RECORDS TO USE →
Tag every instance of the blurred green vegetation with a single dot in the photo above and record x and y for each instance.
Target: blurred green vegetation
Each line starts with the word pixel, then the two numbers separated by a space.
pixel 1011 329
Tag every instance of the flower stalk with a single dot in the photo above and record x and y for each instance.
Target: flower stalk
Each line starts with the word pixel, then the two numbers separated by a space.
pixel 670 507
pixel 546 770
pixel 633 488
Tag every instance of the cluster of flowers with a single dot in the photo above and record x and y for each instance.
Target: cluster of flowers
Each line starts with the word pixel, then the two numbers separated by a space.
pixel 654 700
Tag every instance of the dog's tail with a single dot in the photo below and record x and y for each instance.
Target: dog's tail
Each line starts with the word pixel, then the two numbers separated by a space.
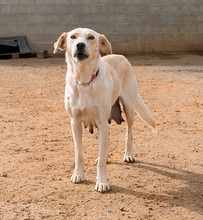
pixel 143 112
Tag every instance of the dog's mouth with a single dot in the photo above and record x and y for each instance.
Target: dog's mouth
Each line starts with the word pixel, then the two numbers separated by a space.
pixel 81 55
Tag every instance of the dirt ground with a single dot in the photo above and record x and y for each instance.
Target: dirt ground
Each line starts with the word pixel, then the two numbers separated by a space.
pixel 37 156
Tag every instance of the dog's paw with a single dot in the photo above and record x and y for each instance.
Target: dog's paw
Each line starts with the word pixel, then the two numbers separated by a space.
pixel 102 187
pixel 77 178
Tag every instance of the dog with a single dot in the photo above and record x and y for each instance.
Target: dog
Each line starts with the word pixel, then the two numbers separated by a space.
pixel 96 88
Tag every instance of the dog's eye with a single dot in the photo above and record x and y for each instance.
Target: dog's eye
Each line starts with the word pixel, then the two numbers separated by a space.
pixel 90 37
pixel 73 37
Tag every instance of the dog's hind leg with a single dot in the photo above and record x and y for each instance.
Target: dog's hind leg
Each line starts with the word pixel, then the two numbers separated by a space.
pixel 103 138
pixel 130 114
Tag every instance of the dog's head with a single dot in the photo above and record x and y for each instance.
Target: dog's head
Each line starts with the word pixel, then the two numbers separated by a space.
pixel 82 44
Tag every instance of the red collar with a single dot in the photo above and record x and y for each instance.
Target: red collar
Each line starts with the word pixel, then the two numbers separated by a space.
pixel 91 80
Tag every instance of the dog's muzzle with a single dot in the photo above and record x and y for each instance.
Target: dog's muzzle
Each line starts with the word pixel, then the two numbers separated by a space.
pixel 81 53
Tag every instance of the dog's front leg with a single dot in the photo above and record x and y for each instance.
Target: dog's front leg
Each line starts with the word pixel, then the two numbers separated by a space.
pixel 103 137
pixel 78 174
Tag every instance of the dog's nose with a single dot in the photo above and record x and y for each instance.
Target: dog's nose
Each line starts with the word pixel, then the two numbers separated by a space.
pixel 80 46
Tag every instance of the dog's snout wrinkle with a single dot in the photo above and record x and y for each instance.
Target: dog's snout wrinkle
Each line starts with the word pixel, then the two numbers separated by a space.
pixel 80 46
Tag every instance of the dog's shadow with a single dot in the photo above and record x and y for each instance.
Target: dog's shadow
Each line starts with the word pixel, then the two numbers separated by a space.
pixel 188 195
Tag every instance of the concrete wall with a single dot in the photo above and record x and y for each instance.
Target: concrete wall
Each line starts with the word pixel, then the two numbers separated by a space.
pixel 130 25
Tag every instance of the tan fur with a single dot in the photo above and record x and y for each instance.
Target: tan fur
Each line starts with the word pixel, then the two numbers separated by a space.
pixel 90 97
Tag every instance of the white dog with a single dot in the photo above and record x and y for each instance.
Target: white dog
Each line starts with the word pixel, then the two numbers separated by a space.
pixel 95 88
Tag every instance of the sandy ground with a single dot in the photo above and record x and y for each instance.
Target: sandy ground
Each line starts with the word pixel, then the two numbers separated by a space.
pixel 36 149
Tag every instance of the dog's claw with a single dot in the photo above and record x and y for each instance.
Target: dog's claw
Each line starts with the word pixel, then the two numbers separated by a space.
pixel 75 178
pixel 102 187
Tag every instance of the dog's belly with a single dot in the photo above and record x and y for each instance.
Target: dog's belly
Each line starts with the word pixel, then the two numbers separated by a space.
pixel 88 116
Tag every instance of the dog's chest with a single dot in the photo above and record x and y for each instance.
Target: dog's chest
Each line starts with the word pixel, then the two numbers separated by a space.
pixel 82 104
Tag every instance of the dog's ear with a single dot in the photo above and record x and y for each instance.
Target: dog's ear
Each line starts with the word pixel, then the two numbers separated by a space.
pixel 60 43
pixel 104 45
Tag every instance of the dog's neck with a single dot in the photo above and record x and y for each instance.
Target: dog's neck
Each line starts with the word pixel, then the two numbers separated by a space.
pixel 83 72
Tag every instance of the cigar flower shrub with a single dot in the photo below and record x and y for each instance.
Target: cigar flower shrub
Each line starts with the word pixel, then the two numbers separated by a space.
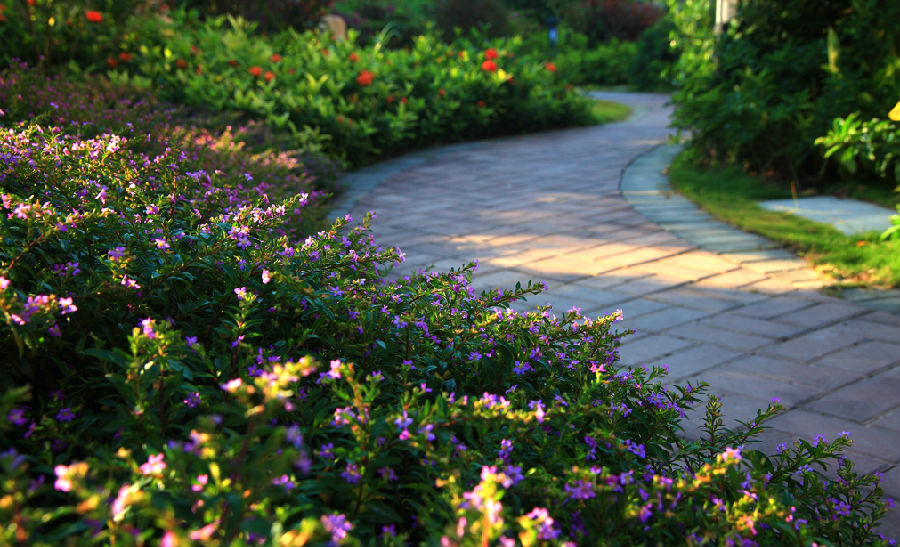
pixel 184 364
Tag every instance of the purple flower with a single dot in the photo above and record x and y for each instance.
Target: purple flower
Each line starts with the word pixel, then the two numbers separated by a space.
pixel 65 415
pixel 404 422
pixel 147 328
pixel 285 481
pixel 513 475
pixel 506 447
pixel 582 490
pixel 17 416
pixel 337 526
pixel 326 451
pixel 351 473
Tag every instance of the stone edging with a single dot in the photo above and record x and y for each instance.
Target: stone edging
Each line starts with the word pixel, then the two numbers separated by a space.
pixel 645 186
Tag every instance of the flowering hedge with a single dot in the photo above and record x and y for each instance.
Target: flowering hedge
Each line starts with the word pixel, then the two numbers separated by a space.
pixel 358 103
pixel 184 365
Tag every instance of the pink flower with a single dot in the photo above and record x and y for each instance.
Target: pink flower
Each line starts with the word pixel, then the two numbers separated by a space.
pixel 204 533
pixel 155 465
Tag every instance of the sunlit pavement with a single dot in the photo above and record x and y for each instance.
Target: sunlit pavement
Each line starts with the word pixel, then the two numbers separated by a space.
pixel 588 212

YOUR INSTRUCTIONS → Can you copy the items above word for word, from the first line up to and including the line with "pixel 1011 329"?

ANSWER TO THIS PROBLEM →
Tag every instance of the blurred green vegetation with a single dot in the photo above and record x and y for each instance.
Target: blurred green vegetation
Each line starts with the word pixel, then the two numbers separated by a space.
pixel 1011 329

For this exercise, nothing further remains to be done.